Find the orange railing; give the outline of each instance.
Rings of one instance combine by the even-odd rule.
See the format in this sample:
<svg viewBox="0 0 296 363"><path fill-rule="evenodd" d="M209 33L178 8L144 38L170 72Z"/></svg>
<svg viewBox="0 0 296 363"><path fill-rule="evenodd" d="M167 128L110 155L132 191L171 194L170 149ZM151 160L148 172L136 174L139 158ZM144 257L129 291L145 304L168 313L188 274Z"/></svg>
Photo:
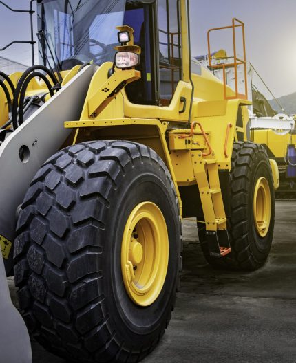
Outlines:
<svg viewBox="0 0 296 363"><path fill-rule="evenodd" d="M242 47L244 52L244 59L240 59L237 54L237 46L236 46L236 28L242 28ZM233 63L220 63L220 64L212 64L212 58L211 56L211 42L210 42L210 34L212 32L217 30L223 30L226 29L232 29L232 36L233 42ZM210 29L208 32L208 52L209 52L209 66L210 68L215 69L223 69L223 80L224 80L224 95L225 100L233 100L235 98L242 98L243 100L248 99L248 83L247 83L247 65L246 65L246 42L245 42L245 34L244 34L244 23L240 20L236 18L232 19L232 25L215 28ZM232 57L231 57L232 58ZM237 80L237 67L240 65L243 65L244 67L244 94L240 94L238 89L238 80ZM226 94L226 68L234 68L235 72L235 96L227 96Z"/></svg>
= = = = =
## Exercise instructions
Copy the records above word for word, leaving out the pictures.

## Written answer
Find the orange railing; give the outline of each instance.
Rings of one instance combine by the even-odd rule.
See the format in this sample:
<svg viewBox="0 0 296 363"><path fill-rule="evenodd" d="M209 33L178 8L144 38L170 72Z"/></svg>
<svg viewBox="0 0 296 363"><path fill-rule="evenodd" d="M167 128L110 155L132 191L171 194L170 149ZM151 160L148 172L136 174L139 158ZM144 257L129 291L145 304L168 313L188 274Z"/></svg>
Photo:
Outlines:
<svg viewBox="0 0 296 363"><path fill-rule="evenodd" d="M242 47L244 52L244 59L240 59L237 54L237 46L236 46L236 28L242 28ZM233 63L220 63L220 64L212 64L212 58L211 56L211 42L210 42L210 34L212 32L217 30L223 30L226 29L232 29L232 36L233 42ZM210 29L208 32L208 52L209 52L209 66L210 68L215 69L223 69L223 80L224 80L224 95L225 100L233 100L235 98L242 98L243 100L248 99L248 83L247 83L247 65L246 65L246 42L245 42L245 34L244 34L244 23L240 20L236 18L232 19L232 25L215 28ZM232 57L231 57L232 58ZM237 80L237 67L240 65L243 65L244 67L244 94L240 94L238 89L238 80ZM226 94L226 68L234 68L235 72L235 96L227 96Z"/></svg>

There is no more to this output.